=== Passage given ===
-=-=-=-=-

What is the design behind the Ueber

99 views
Skip to first unread message

Tim Colson

unread,
May 23, 2012, 8:06:40 PM5/23/12
to etherpad-open-...@googlegroups.com
I just connected EtherpadLite to MySQL (https://github.com/Pita/etherpad-lite/issues/153 really helped me solve the puzzle of connection problems!) and had a look at the data schema: one "store" table with "key" and "value" fields. That's it. 

Pulling data out seems to be difficult, and I imagine quite slow if there were 10,000 pads with thousands of revisions each, would you agree?

I see on the notes that one of the created libraries "ueberDB" is a "abstraction layer for databases. It turns every database into a simple key value store" -- my question is why? 
Why key/value NoSQL embedded in MySQL? 
Why not a NoSQL DB like MongoDB which appears to have native NodeJS connection?
Why a key/value approach at all? 

Is there a doc or old thread that talks about the motivation for the current design to help me better understand?

Thanks!
Tim

Peter Martischka

unread,
May 23, 2012, 8:33:45 PM5/23/12
to etherpad-open-...@googlegroups.com
see my talk about this http://youtu.be/V10XcUHfXW4?t=22m37s

John McLear

unread,
May 23, 2012, 8:37:38 PM5/23/12
to etherpad-open-...@googlegroups.com
Yep go with Peter's talk, should really clear that up for you :) 

Tim Colson

unread,
May 25, 2012, 8:56:25 PM5/25/12
to etherpad-open-...@googlegroups.com
Lol... I just got a chance to listen to the presentation. The two minutes on DB architecture was informative, funny, and a tiny bit scary. :-)

Would this be a fair summary:

The goal for data storage was least common denominator (i.e. key+value), commonly available, easy to setup (i.e. MySQL), and "slightly crazy"; however, with "limited responsibility comes limited power" (i.e. reporting challenges and scalability concerns).

So imagine I had say 30K active users, creating ~3 pads per day, with about 1000 changesets each... that would be ~ 100 MILLION rows of data...daily. 

Hmmm... suddenly I'm more than a little scared about the idea of a "like" query on the "key" field to get a list of pads.

Some ideas come to mind...

1) triggers in the DB which extract the data as it's inserted to create some tables.
(Not so good, because still have millions of rows of data in the store table)

2)  Re-think the key/value lowest common denominator thing... then fork and code :-)
MongoDB directly? Or maybe H2 DB with tables? Or MySQL with tables?

I'm just thinking out loud... can't hurt to talk it out before forking. :-)

Cheers,
Tim


On Wednesday, May 23, 2012 5:37:38 PM UTC-7, John McLear wrote:
Yep go with Peter's talk, should really clear that up for you :) 

Tim Colson

unread,
May 29, 2012, 6:46:22 PM5/29/12
to etherpad-open-...@googlegroups.com
I just created a note pad for a meeting. Four people joined. I took most of the notes, but two other authors contributed for a grand total of 1,877 revisions. 

Ouch. Doing the math... gets to 180,000,000 million rows.

What if there was only one entry per pad for all of the revisions line by line? 

That would bring the size down to a fixed 30,000 * N pads/day -- 90,000 per day assuming N=3.

I read in the Ueber DB doc that there is some cache going on anyway, so any reason to not cache the entire list of changesets for "active" pads? If a pad isn't updated in X minutes, clear the in memory objects to save space.

-=-=-=-=-

Collected data
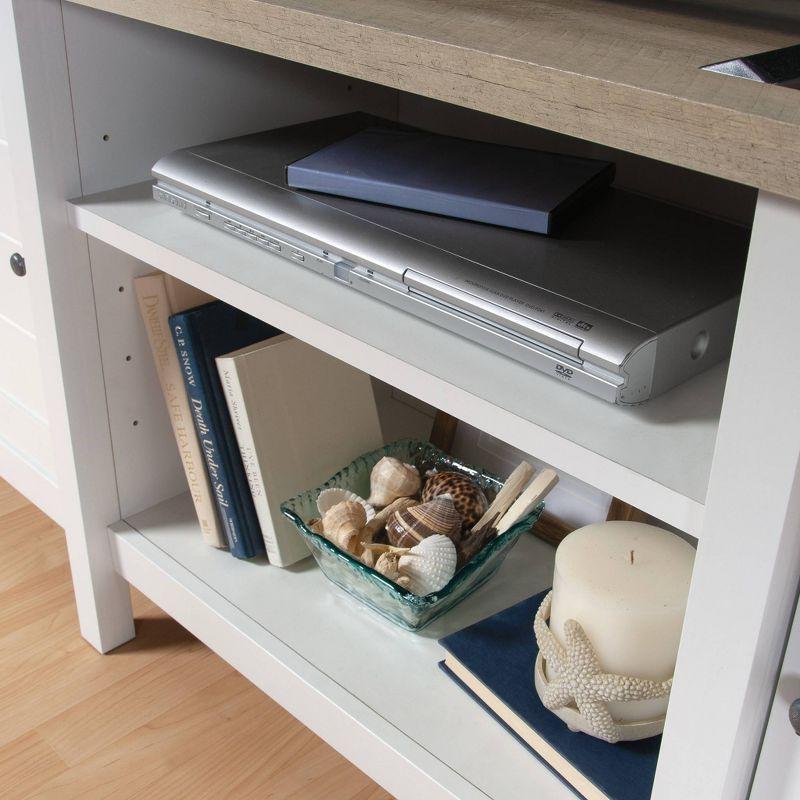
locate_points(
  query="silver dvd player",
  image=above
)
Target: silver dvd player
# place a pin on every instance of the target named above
(633, 297)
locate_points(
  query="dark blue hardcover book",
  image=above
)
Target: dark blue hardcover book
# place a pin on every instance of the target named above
(200, 335)
(508, 186)
(496, 658)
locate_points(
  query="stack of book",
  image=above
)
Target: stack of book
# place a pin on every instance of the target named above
(258, 416)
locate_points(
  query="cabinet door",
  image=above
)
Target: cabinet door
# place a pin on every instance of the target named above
(778, 772)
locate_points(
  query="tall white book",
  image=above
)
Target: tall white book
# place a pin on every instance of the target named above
(159, 296)
(299, 416)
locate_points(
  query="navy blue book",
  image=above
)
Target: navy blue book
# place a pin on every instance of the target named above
(508, 186)
(493, 660)
(200, 335)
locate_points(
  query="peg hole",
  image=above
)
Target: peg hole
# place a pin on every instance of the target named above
(699, 345)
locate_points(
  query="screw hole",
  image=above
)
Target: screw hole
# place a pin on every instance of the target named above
(699, 345)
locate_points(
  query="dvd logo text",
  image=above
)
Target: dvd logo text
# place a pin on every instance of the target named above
(564, 372)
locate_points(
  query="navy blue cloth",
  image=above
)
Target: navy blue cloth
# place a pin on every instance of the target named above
(200, 335)
(500, 652)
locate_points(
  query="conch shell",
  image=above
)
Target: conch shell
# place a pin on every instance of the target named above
(429, 566)
(378, 523)
(328, 498)
(390, 479)
(342, 524)
(409, 527)
(468, 497)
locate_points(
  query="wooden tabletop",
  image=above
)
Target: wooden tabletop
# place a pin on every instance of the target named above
(626, 73)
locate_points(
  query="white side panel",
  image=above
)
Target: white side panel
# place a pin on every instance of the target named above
(778, 772)
(9, 217)
(138, 92)
(3, 134)
(31, 482)
(748, 561)
(26, 435)
(42, 136)
(20, 374)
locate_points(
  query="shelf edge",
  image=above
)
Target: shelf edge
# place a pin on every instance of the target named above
(352, 728)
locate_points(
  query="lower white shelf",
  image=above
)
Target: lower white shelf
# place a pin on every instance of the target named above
(656, 456)
(373, 691)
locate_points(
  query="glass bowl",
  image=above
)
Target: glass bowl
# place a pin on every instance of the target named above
(370, 587)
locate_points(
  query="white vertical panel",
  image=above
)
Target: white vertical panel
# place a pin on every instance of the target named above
(20, 371)
(3, 134)
(42, 135)
(151, 90)
(9, 216)
(778, 772)
(748, 561)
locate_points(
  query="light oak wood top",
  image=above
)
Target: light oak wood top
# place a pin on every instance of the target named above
(626, 74)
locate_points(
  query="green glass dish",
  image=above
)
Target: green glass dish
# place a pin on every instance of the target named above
(370, 587)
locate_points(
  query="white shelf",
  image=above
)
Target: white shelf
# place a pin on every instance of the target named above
(656, 456)
(374, 691)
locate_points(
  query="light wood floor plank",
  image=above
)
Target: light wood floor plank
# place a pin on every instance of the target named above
(160, 717)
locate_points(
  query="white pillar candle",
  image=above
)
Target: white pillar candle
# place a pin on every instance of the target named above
(626, 583)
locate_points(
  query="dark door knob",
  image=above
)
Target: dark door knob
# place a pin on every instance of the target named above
(18, 264)
(794, 715)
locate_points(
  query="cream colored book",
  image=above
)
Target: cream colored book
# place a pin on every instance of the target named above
(300, 416)
(159, 296)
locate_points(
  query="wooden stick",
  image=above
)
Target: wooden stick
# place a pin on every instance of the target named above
(620, 510)
(512, 488)
(539, 487)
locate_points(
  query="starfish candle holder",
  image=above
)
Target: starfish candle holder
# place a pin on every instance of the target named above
(578, 690)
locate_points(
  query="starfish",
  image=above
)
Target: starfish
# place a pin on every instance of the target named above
(579, 679)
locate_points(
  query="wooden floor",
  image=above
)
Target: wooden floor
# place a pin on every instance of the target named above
(160, 717)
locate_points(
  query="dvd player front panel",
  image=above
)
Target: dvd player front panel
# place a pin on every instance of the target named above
(564, 364)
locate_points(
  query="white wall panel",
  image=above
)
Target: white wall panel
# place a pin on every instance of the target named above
(150, 90)
(15, 296)
(20, 370)
(9, 218)
(138, 92)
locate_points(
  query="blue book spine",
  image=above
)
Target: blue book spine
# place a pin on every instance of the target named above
(209, 424)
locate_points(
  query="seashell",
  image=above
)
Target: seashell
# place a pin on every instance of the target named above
(390, 479)
(410, 526)
(378, 522)
(315, 525)
(468, 497)
(342, 524)
(387, 566)
(328, 498)
(430, 565)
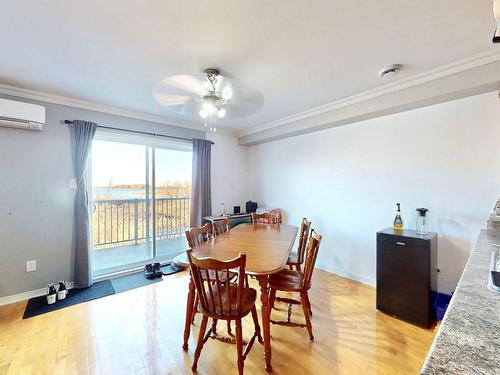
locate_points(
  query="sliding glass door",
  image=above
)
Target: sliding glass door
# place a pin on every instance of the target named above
(141, 190)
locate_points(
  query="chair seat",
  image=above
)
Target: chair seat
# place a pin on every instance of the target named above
(293, 259)
(287, 280)
(248, 299)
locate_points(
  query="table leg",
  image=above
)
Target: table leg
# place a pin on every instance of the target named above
(264, 298)
(189, 313)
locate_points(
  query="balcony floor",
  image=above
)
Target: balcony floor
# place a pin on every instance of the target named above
(113, 257)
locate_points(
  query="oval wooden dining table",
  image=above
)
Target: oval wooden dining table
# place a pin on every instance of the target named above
(266, 246)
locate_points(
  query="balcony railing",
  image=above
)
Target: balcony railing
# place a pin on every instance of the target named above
(130, 221)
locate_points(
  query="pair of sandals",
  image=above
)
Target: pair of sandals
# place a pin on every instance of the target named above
(152, 270)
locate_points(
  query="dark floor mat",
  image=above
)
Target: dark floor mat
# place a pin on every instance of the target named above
(38, 305)
(170, 269)
(136, 280)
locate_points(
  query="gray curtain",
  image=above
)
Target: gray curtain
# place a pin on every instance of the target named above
(83, 132)
(201, 201)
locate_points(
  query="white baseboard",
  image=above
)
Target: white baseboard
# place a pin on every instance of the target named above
(27, 295)
(361, 278)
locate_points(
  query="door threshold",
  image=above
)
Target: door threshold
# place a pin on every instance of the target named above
(130, 271)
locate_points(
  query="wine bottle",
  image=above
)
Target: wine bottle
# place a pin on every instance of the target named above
(398, 221)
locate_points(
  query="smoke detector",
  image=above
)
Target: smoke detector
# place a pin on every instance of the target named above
(390, 71)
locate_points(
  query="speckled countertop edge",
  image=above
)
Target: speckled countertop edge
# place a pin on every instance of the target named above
(468, 340)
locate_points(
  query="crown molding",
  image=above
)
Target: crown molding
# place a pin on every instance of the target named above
(424, 77)
(91, 106)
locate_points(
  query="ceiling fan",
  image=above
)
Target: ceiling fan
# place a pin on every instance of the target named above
(211, 97)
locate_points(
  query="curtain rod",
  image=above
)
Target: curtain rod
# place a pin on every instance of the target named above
(138, 132)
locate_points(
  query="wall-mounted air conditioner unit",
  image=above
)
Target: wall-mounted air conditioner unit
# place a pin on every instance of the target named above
(21, 115)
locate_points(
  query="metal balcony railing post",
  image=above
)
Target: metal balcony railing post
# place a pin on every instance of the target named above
(136, 221)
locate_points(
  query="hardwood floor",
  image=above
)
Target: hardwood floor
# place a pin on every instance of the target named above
(140, 332)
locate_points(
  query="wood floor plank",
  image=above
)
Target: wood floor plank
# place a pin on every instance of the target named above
(140, 332)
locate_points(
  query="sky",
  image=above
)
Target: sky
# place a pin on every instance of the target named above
(124, 163)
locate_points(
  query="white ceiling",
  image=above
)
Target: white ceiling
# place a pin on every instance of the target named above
(298, 54)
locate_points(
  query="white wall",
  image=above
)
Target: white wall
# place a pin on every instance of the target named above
(229, 173)
(348, 179)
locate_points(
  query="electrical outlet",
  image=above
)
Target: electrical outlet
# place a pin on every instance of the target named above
(30, 265)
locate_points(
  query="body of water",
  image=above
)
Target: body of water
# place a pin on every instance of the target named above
(118, 193)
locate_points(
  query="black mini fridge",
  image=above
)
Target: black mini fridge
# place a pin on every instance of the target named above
(406, 275)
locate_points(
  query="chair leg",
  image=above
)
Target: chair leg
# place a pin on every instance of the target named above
(195, 307)
(272, 298)
(214, 326)
(305, 306)
(239, 346)
(309, 304)
(256, 324)
(199, 346)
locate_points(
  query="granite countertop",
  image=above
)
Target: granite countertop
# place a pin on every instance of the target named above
(468, 340)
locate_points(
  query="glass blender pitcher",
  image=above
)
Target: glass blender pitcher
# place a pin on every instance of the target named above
(422, 221)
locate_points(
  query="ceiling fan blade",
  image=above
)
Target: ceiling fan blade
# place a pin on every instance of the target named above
(185, 82)
(170, 100)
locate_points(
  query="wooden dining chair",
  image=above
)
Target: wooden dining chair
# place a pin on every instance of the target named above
(223, 301)
(299, 282)
(266, 218)
(296, 259)
(195, 237)
(221, 226)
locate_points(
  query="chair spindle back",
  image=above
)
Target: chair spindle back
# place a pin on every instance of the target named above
(305, 228)
(218, 298)
(311, 255)
(221, 226)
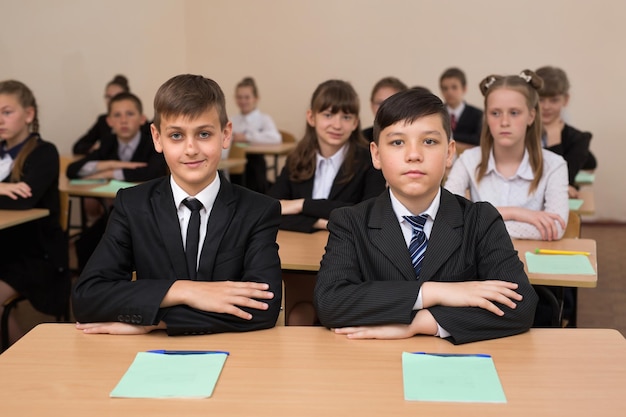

-=-=-=-=-

=== Exercise task 1 ===
Repeat the part of the Etherpad database thread that opens with the words containing "Pulling data out" and closes with "native NodeJS connection?".
=== Exercise task 2 ===
Go on with the forum thread about Etherpad's database design from the point where it ends.
The data has no connection to the Etherpad database thread.

=== Reply 1 ===
Pulling data out seems to be difficult, and I imagine quite slow if there were 10,000 pads with thousands of revisions each, would you agree?

I see on the notes that one of the created libraries "ueberDB" is a "abstraction layer for databases. It turns every database into a simple key value store" -- my question is why? 
Why key/value NoSQL embedded in MySQL? 
Why not a NoSQL DB like MongoDB which appears to have native NodeJS connection?

=== Reply 2 ===
-Tim

John McLear

unread,
May 29, 2012, 9:12:49 PM5/29/12
to etherpad-open-...@googlegroups.com
What are you actually trying to fix here?  Are you under the impression that larger records are better than lots of rows?

Tim Colson

unread,
May 29, 2012, 10:05:35 PM5/29/12
to etherpad-open-...@googlegroups.com


On Tuesday, May 29, 2012 6:12:49 PM UTC-7, John McLear wrote:
What are you actually trying to fix here?   
Are you under the impression that larger records are better than lots of rows?

Problem: need to list all active pads, and pads associated with a specific authors userid. 

From what I've seen, there are two proposed solutions:
1) read *all* rows and then grep out the keys that match 
2) do a like query that does a rowscan

That may work with a few million rows, but in production I'm anticipating 30,000-90,000 new pads each day. After a few tests of taking meeting notes, I see 1000-2000+ changesets, so the rowcount would quickly reach the hundreds of millions in a few days, billions in a couple weeks. 

Getting a list of pads using the methods above would be extremely slow with billions of rows, no?

-T  

John McLear

unread,
May 29, 2012, 10:10:07 PM5/29/12
to etherpad-open-...@googlegroups.com
I see your predicament.

Surely if they are active pads they are held in memory already so no need to query database?

Not sure about pads associated with a specific authorID.  I think that's a slightly heavier job and might require a new table at scale.

Eric Mill

unread,
May 30, 2012, 12:50:21 AM5/30/12
to etherpad-open-...@googlegroups.com

Instead of refactoring Etherpad's main storage model, how about duplicating the pad id and associated author ids in a second table? Nothing ever gets deleted, only added, right? So keeping them "in sync" should just be a matter of adding in writes in the right places.

-- Eric

Tim Colson

unread,
May 30, 2012, 2:39:49 PM5/30/12
to etherpad-open-...@googlegroups.com
@Eric --yes, earlier in the thread I mentioned how a DB trigger could populate additional tables w/o any change to core code. The main table could still grow to billions of rows, so any operation on it would probably be slow, wouldn't you agree? For example, delete all pads and changesets for pads created > N days ago.  

In the preso, sounded like the key-value store in MySQL was an experiment, intended to make it easy to swap out DBs, but the scale needs may outweigh that.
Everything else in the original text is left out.